* [WRITTEN INSTRUCTION 1]: In the XML Toolkit introduction, shorten the paragraph that begins "The Natural XML Toolkit is implemented" to a single sentence that keeps its main facts.
* [WRITTEN INSTRUCTION 2]: Output the rows below from the line containing "Sample: x=91, y=111." through the last line of the rows, with no changes.

* [SELECTED EXCERPT]:
┌──
Introduction

The following topics are covered:

XML Toolkit Features
XML Toolkit Description
Considerations and Limitations

XML Toolkit Features

Natural-based XML parser using dynamic variables.
Functions for
- conversion of Natural data structures into DTD definitions;
- generation of COMPRESS statements to save a Natural data structure as an XML document;
- generation of callback for the Natural-based parser.

XML Toolkit Description

Objective

The objective of the Natural XML Toolkit is to provide additional XML functionality with Natural and improve the integration of Natural applications with XML.

General Architecture

The Natural XML Toolkit is implemented as a Natural plug-in. The Toolkit programs may be integrated into customer applications to provide access to XML data or to deliver data from Natural in XML format.
└──
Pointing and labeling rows
┌──
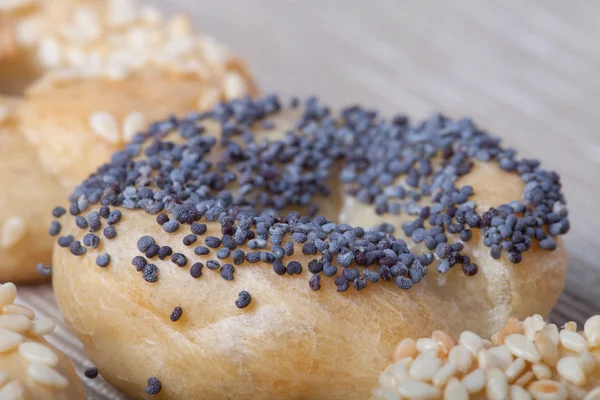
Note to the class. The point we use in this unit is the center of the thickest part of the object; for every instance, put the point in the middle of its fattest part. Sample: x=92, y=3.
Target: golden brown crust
x=60, y=40
x=26, y=200
x=56, y=118
x=291, y=341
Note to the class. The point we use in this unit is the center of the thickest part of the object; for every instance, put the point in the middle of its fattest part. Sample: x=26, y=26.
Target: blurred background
x=525, y=70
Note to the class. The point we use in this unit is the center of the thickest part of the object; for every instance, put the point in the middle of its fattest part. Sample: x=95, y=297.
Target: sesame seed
x=179, y=259
x=196, y=270
x=154, y=386
x=244, y=299
x=103, y=260
x=91, y=373
x=176, y=314
x=150, y=273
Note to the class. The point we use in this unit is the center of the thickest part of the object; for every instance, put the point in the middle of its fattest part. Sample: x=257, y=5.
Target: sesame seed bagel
x=27, y=192
x=528, y=359
x=30, y=368
x=268, y=251
x=93, y=74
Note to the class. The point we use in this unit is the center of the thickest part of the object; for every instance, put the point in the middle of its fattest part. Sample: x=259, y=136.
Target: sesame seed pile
x=21, y=332
x=250, y=188
x=525, y=360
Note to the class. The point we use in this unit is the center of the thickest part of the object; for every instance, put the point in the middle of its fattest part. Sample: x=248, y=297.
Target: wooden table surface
x=526, y=70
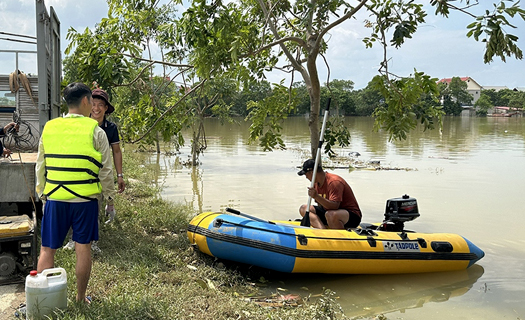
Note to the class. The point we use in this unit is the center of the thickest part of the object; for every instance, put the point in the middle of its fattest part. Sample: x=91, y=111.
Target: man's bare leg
x=83, y=269
x=46, y=259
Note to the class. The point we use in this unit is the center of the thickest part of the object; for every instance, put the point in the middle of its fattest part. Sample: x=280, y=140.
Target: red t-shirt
x=337, y=189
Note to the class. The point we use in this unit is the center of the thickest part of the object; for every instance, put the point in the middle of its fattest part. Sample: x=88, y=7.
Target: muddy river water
x=469, y=179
└──
* [TASK RESPONSE 1]: The Natural XML Toolkit is a Natural plug-in whose programs can be built into customer applications to access XML data or to deliver Natural data in XML format.

* [TASK RESPONSE 2]:
Note to the class. The point we use in this unit is the center of the thickest part of the object; for every instance, put the point in the middle of its fattest part. Sample: x=91, y=111.
Target: man's bare leg
x=83, y=269
x=46, y=259
Note to the class. The point we use in this unit is the center of the thickest part of the object; for every instance, put the point in the middle of its fattest part. Sample: x=280, y=140.
Target: red t-shirt
x=337, y=189
Note to the class. The point we use in this unit is the center of the thickest part of the object; for every instance, put the point in the middle of its fattest part. Sample: x=88, y=7.
Target: muddy river water
x=469, y=179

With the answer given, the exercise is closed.